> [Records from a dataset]
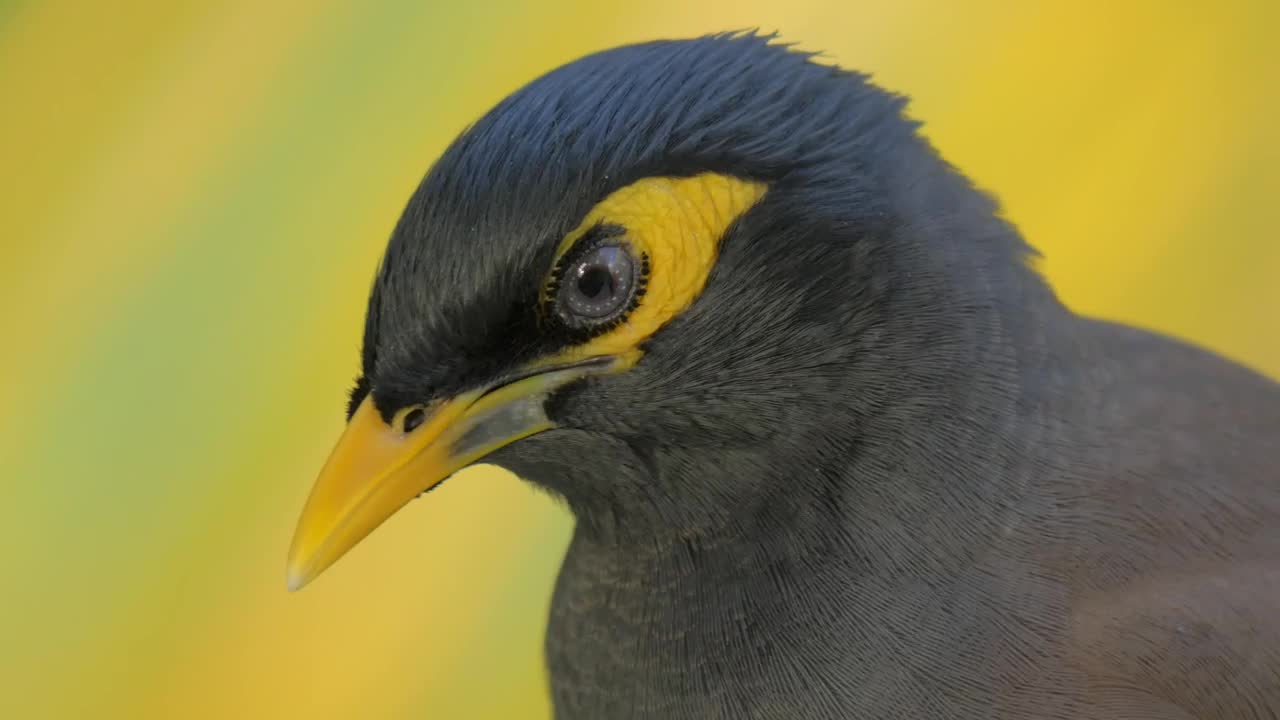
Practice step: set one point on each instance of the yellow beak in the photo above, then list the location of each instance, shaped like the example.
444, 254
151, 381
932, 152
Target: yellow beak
376, 469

> [EXERCISE] Could you print the records above line for line, unchanged, but without the pictures?

> [OUTPUT FOR THIS EXERCISE]
Practice step: set one point on each instance of the yellow beak in the photo above, then list the location of each instance, shaped like the example.
444, 254
151, 381
932, 152
Target: yellow beak
376, 469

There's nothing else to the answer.